Prompt
Please restate each entry that follows word for word.

Start of Records for the task

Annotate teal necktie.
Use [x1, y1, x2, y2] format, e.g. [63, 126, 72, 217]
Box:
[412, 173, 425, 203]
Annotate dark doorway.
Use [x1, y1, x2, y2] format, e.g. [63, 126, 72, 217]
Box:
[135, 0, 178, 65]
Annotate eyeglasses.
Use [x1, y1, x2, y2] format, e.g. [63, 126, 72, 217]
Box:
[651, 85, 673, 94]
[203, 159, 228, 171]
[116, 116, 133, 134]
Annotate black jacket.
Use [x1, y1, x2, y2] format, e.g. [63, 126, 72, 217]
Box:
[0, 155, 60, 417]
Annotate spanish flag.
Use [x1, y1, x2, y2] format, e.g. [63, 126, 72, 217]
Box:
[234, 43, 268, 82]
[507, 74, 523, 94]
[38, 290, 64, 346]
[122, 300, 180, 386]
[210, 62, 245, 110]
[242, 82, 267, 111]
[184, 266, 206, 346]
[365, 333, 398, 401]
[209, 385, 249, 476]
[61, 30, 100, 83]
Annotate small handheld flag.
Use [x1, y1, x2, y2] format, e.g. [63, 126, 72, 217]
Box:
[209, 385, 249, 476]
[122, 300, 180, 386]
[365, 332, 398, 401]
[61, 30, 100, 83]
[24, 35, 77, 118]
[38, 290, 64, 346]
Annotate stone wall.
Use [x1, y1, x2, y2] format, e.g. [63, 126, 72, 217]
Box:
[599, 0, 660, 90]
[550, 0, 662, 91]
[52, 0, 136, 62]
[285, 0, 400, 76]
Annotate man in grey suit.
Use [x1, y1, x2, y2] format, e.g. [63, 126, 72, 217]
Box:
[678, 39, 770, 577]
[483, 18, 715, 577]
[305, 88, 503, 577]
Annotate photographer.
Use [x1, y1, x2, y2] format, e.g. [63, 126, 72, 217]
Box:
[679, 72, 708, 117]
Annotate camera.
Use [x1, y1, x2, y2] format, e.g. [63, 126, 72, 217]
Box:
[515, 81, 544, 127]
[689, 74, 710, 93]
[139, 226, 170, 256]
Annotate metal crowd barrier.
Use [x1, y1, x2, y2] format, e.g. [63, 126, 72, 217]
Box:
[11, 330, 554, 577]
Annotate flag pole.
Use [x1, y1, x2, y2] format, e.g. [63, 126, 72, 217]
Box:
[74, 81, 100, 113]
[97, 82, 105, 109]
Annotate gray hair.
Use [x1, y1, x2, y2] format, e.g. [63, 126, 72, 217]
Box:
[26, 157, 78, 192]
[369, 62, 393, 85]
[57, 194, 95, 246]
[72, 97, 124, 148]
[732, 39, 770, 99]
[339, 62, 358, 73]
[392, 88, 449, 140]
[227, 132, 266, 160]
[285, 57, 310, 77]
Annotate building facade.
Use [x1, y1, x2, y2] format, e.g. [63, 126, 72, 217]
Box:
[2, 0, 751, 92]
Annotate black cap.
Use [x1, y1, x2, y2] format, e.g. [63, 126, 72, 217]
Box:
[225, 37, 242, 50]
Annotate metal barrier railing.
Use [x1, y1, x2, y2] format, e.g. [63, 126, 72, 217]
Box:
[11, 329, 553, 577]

End of Records for the task

Your response
Annotate teal necktie.
Use [x1, y1, x2, y2] format, e.g. [63, 126, 72, 217]
Box:
[412, 173, 425, 203]
Annotate dark doorway.
Use [x1, y1, x2, y2] format, e.g. [63, 126, 72, 217]
Box:
[135, 0, 178, 65]
Annotate eyeglasses.
Use [x1, y1, x2, y2] format, e.g. [63, 126, 72, 217]
Box:
[651, 85, 673, 94]
[203, 159, 228, 171]
[116, 116, 133, 134]
Annotate black jacket.
Use [x1, y1, x2, y2] format, e.g. [63, 126, 72, 217]
Box:
[0, 155, 60, 417]
Annotate spanish flag.
Use [x1, y1, x2, y2] format, e.g. [63, 126, 72, 217]
Box:
[234, 43, 268, 82]
[507, 74, 523, 94]
[38, 290, 64, 346]
[122, 300, 180, 386]
[210, 62, 245, 110]
[242, 82, 267, 111]
[184, 266, 206, 346]
[365, 333, 398, 401]
[209, 385, 249, 476]
[61, 30, 100, 83]
Annotate small handheld flag.
Use [x1, y1, x2, y2] format, e.g. [63, 126, 72, 217]
Box:
[209, 385, 249, 476]
[122, 300, 180, 386]
[365, 332, 398, 401]
[61, 30, 100, 83]
[24, 35, 77, 118]
[38, 290, 64, 346]
Annotate stone wall.
Use [x1, y1, x2, y2] format, e.g. [63, 126, 72, 217]
Box:
[599, 0, 660, 90]
[550, 0, 662, 91]
[52, 0, 136, 62]
[285, 0, 400, 76]
Annotate man in grey suit.
Use [x1, y1, x2, y2] format, e.g. [63, 126, 72, 217]
Box:
[678, 39, 770, 577]
[483, 18, 715, 577]
[305, 88, 503, 577]
Annotate photographer.
Use [x1, y1, x2, y2] format, e.g. [63, 126, 72, 217]
Box:
[679, 72, 708, 117]
Annotate camera.
Use [x1, y1, x2, y2] format, e.g. [63, 126, 72, 217]
Box:
[515, 81, 544, 127]
[689, 74, 710, 93]
[139, 226, 170, 256]
Annotate metal crowd barrier.
Use [x1, y1, x2, y2] format, e.g. [63, 126, 72, 217]
Box:
[11, 330, 554, 577]
Annotate flag pole.
Use [x1, y1, x2, y2] format, e.g. [63, 126, 72, 217]
Box:
[74, 81, 100, 113]
[97, 82, 105, 109]
Annotate gray hair.
Use [x1, y1, x2, y2] format, e.g. [63, 126, 72, 217]
Box:
[26, 157, 78, 192]
[369, 62, 393, 85]
[57, 194, 95, 246]
[72, 97, 124, 148]
[732, 39, 770, 99]
[339, 62, 358, 73]
[392, 88, 449, 140]
[227, 132, 266, 160]
[285, 57, 310, 77]
Annotate building facade.
Use [x1, y1, x2, y2] format, e.g. [63, 126, 72, 217]
Box:
[2, 0, 751, 92]
Annotate black cap.
Use [x1, y1, x2, y2] format, e.g. [63, 126, 72, 217]
Box:
[225, 37, 242, 50]
Annotate metal barrier railing.
Use [x1, y1, x2, y2] format, e.g. [63, 126, 72, 217]
Box:
[11, 329, 553, 577]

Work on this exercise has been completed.